Reading text:
Painter/collagist Fred Tomaselli’s practice already had the platform to engage the so-called news of the day long before 2020 hit its viral stride. The California-born and -raised artist who’s been in Brooklyn for a while now, is best known for large-scale, maximalist, highly psychedelic multimedia paintings which mix natural elements (heavy fauna, some from his garden), all sorts of pills (pre-Damien Hirst), and printed collage matter; these are covered with a sheen of resin, on which Tomaselli paints. (Rock music fans may know his work from a variety of album covers, most prominently the Magnetic Fields’ “i” and Phish’s Joy , and an art-book he made with the members of Wilco.) But in 2005, Tomaselli started a new practice: using the front-page of the New York Times for smaller, quicker, in-the-moment pieces, applying his hallucinatory outlook — part escapism, part reframing of the world through the windows of perception — to not just comment on the day’s events, but media’s coverage of them.
The show currently on view at James Cohan Gallery in TriBeCa collects Tomaselli’s New York Times covers of 2020 — starting with the onset of quarantine in early March, and ending with RBG’s death in September — pairing them with big canvases he created over the same period. (And which themselves include teletype-meets-Burroughs/Gyson-style-cut-up transmissions from Times stories, placing a tripping stenographer’s perspective on the year.) Abstract hues color the real dates and deveelopments, affirming, in the words of essayist Tina Ryan, “art’s importance as a way of understanding and reimagining reality, including its horrors,” and foregrounding the work’s relationship to what’s goin’ on.

(Records taken from a collection)
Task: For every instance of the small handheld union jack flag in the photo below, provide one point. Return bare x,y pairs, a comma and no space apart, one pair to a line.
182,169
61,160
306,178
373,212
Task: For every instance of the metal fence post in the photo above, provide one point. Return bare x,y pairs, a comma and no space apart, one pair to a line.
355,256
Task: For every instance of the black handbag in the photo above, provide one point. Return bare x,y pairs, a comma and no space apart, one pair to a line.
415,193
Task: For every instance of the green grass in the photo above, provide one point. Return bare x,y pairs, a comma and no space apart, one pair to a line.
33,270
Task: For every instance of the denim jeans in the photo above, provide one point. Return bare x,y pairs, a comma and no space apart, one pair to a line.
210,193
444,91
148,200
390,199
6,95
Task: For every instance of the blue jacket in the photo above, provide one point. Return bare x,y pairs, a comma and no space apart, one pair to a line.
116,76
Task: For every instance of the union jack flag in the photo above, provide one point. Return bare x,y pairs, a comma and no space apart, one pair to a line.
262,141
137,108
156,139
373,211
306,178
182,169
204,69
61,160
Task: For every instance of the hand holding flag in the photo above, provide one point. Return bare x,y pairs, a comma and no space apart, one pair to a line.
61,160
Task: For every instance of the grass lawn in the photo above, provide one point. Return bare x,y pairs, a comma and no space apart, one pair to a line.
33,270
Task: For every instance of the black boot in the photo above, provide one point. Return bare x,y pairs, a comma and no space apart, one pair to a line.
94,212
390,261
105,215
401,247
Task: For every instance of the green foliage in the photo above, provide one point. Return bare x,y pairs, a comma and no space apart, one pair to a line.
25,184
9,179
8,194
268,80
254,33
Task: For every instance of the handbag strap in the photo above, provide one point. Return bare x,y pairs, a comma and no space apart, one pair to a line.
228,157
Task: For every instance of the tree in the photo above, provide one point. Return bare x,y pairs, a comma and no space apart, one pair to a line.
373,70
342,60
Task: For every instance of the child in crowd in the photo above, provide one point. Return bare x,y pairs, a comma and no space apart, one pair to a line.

Goal of the exercise:
Quote the Fred Tomaselli text word for word, from "The show currently" to "what’s goin’ on.", both included.

Answer below:
The show currently on view at James Cohan Gallery in TriBeCa collects Tomaselli’s New York Times covers of 2020 — starting with the onset of quarantine in early March, and ending with RBG’s death in September — pairing them with big canvases he created over the same period. (And which themselves include teletype-meets-Burroughs/Gyson-style-cut-up transmissions from Times stories, placing a tripping stenographer’s perspective on the year.) Abstract hues color the real dates and deveelopments, affirming, in the words of essayist Tina Ryan, “art’s importance as a way of understanding and reimagining reality, including its horrors,” and foregrounding the work’s relationship to what’s goin’ on.